[Records from a collection]
====================

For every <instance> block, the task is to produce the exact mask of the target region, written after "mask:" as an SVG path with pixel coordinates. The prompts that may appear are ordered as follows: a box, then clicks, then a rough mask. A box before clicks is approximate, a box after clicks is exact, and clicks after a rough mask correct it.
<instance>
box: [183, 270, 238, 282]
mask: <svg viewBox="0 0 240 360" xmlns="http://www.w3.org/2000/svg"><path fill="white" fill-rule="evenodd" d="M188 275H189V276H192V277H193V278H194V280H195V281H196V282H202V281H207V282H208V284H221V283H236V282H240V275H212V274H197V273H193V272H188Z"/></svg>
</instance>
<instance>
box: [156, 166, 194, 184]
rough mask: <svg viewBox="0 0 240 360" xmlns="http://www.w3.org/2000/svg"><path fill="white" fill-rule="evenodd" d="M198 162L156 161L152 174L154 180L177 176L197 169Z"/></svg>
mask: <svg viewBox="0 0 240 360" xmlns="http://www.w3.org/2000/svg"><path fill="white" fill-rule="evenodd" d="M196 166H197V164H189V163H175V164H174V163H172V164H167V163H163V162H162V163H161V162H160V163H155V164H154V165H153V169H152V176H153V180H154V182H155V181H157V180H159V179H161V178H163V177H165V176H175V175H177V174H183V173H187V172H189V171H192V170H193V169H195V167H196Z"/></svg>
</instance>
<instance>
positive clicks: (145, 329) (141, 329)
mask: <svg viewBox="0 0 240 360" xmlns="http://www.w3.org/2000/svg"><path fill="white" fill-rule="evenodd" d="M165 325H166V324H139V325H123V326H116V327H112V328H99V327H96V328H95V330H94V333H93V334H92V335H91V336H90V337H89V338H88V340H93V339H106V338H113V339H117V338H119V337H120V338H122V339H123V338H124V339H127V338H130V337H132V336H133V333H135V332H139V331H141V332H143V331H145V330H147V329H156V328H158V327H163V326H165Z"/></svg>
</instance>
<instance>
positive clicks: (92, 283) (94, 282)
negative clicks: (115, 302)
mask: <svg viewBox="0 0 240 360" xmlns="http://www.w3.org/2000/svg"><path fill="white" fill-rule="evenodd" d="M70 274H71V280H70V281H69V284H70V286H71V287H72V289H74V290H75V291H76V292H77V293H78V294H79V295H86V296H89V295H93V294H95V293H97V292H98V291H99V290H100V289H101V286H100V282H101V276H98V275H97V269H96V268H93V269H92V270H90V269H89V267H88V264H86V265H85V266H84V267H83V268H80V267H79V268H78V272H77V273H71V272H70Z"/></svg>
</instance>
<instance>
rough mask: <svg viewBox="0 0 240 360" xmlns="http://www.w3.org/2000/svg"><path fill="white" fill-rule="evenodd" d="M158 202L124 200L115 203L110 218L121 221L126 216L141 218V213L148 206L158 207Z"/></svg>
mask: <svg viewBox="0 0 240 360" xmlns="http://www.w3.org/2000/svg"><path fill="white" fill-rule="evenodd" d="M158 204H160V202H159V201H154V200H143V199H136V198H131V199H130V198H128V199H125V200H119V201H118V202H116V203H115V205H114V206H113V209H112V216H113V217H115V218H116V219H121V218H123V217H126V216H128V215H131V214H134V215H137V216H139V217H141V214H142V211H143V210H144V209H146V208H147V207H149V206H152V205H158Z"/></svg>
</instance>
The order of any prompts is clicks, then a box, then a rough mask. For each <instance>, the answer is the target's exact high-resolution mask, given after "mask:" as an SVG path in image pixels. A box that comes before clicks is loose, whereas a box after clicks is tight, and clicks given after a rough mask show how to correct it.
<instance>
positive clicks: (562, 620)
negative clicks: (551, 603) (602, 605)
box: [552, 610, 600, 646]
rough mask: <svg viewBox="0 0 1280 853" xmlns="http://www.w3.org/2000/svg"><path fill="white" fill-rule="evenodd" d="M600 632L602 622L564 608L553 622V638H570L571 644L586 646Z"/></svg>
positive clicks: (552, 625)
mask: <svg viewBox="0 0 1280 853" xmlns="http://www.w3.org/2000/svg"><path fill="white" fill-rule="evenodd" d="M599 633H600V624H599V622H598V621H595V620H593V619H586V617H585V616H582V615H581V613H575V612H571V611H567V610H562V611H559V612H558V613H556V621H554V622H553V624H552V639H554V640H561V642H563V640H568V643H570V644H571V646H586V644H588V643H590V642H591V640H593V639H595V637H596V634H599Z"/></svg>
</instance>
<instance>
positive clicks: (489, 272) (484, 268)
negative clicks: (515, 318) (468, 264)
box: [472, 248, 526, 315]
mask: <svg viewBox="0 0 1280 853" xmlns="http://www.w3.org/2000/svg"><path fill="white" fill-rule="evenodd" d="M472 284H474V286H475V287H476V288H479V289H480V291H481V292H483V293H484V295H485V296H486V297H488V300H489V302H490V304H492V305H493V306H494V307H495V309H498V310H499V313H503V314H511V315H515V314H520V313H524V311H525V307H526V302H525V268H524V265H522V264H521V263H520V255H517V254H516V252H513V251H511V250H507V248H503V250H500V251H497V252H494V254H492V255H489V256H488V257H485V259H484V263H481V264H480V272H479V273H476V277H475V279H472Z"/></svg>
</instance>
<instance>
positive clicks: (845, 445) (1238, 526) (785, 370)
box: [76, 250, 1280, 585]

====================

[WHAT TO DO] Write the entries out once more, exactly, without dropping a line.

[TASK SOLUTION]
For every <instance> block, the task is to produce the exact mask of the target region, written after "mask:" as an SVG path with pixel coordinates. The prompts that may appear are ordered as follows: a box, then clicks, then a rough mask. A box before clicks is approximate, a box after clicks is exact, and clicks after a rough mask correct it.
<instance>
box: [183, 270, 238, 282]
mask: <svg viewBox="0 0 240 360" xmlns="http://www.w3.org/2000/svg"><path fill="white" fill-rule="evenodd" d="M188 275H189V276H192V277H193V278H194V280H195V281H196V282H202V281H207V282H208V284H221V283H236V282H240V275H212V274H197V273H193V272H188Z"/></svg>
</instance>
<instance>
box: [156, 166, 194, 184]
rough mask: <svg viewBox="0 0 240 360" xmlns="http://www.w3.org/2000/svg"><path fill="white" fill-rule="evenodd" d="M198 162L156 161L152 174L154 180L177 176L197 169Z"/></svg>
mask: <svg viewBox="0 0 240 360" xmlns="http://www.w3.org/2000/svg"><path fill="white" fill-rule="evenodd" d="M196 166H197V164H189V163H175V164H174V163H172V164H167V163H163V162H162V163H161V162H160V163H155V164H154V165H153V169H152V176H153V180H154V182H155V181H157V180H159V179H161V178H163V177H165V176H175V175H177V174H183V173H187V172H189V171H192V170H193V169H195V167H196Z"/></svg>
</instance>
<instance>
positive clicks: (145, 329) (141, 329)
mask: <svg viewBox="0 0 240 360" xmlns="http://www.w3.org/2000/svg"><path fill="white" fill-rule="evenodd" d="M165 325H166V324H139V325H123V326H116V327H112V328H99V327H96V328H95V330H94V333H93V334H92V335H91V336H90V337H89V338H88V340H93V339H106V338H113V339H117V338H119V337H120V338H122V339H123V338H124V339H127V338H130V337H132V336H133V333H135V332H139V331H141V332H143V331H145V330H147V329H156V328H158V327H163V326H165Z"/></svg>
</instance>
<instance>
positive clicks: (92, 283) (94, 282)
negative clicks: (115, 302)
mask: <svg viewBox="0 0 240 360" xmlns="http://www.w3.org/2000/svg"><path fill="white" fill-rule="evenodd" d="M70 274H71V280H70V281H69V284H70V286H71V287H72V289H74V290H75V291H76V292H77V293H78V294H79V295H86V296H89V295H93V294H95V293H97V292H98V291H99V290H100V289H101V286H100V282H101V276H98V275H97V269H96V268H93V269H92V270H90V269H89V267H88V264H86V265H85V266H84V267H83V268H80V267H79V268H78V272H77V273H71V272H70Z"/></svg>
</instance>
<instance>
rough mask: <svg viewBox="0 0 240 360" xmlns="http://www.w3.org/2000/svg"><path fill="white" fill-rule="evenodd" d="M158 202L124 200L115 203L110 218L121 221L126 216L141 218V213L148 206L158 207Z"/></svg>
mask: <svg viewBox="0 0 240 360" xmlns="http://www.w3.org/2000/svg"><path fill="white" fill-rule="evenodd" d="M158 204H160V202H159V201H154V200H143V199H136V198H131V199H130V198H128V199H125V200H119V201H118V202H116V203H115V205H114V206H113V209H112V216H113V217H115V218H116V219H121V218H123V217H126V216H128V215H131V214H134V215H137V216H139V217H141V214H142V211H143V210H144V209H146V208H147V207H149V206H152V205H158Z"/></svg>
</instance>
The order of any prompts is clicks, then a box, then a rough mask. For each <instance>, the answer is the target's exact high-resolution mask, given after "mask:" as an SVG path in image pixels. A box that comes before clicks is loose, whereas a box after clicks is tight, and clicks given after a rough mask show how to correct it.
<instance>
positive clicks: (562, 620)
negative clicks: (551, 603) (602, 605)
box: [552, 610, 600, 646]
rough mask: <svg viewBox="0 0 1280 853" xmlns="http://www.w3.org/2000/svg"><path fill="white" fill-rule="evenodd" d="M600 632L602 622L564 608L553 622V638H570L571 644L586 646Z"/></svg>
positive clicks: (552, 625)
mask: <svg viewBox="0 0 1280 853" xmlns="http://www.w3.org/2000/svg"><path fill="white" fill-rule="evenodd" d="M599 633H600V624H599V622H598V621H595V620H593V619H586V617H585V616H582V615H581V613H575V612H571V611H567V610H562V611H559V612H558V613H556V621H554V622H553V624H552V639H554V640H561V642H563V640H568V643H570V644H571V646H586V644H588V643H590V642H591V640H593V639H595V637H596V634H599Z"/></svg>
</instance>
<instance>
positive clicks: (489, 272) (484, 268)
negative clicks: (515, 318) (468, 264)
box: [472, 248, 526, 315]
mask: <svg viewBox="0 0 1280 853" xmlns="http://www.w3.org/2000/svg"><path fill="white" fill-rule="evenodd" d="M472 284H474V286H475V287H476V288H479V289H480V291H481V292H483V293H484V295H485V296H486V297H488V300H489V302H490V304H492V305H493V306H494V307H495V309H498V310H499V313H503V314H511V315H515V314H520V313H524V311H525V307H526V302H525V268H524V265H522V264H521V263H520V255H517V254H516V252H513V251H511V250H507V248H503V250H500V251H497V252H494V254H492V255H489V256H488V257H485V259H484V263H481V264H480V272H479V273H476V277H475V279H472Z"/></svg>
</instance>
<instance>
positive clicks: (845, 445) (1238, 526) (785, 370)
box: [76, 250, 1280, 585]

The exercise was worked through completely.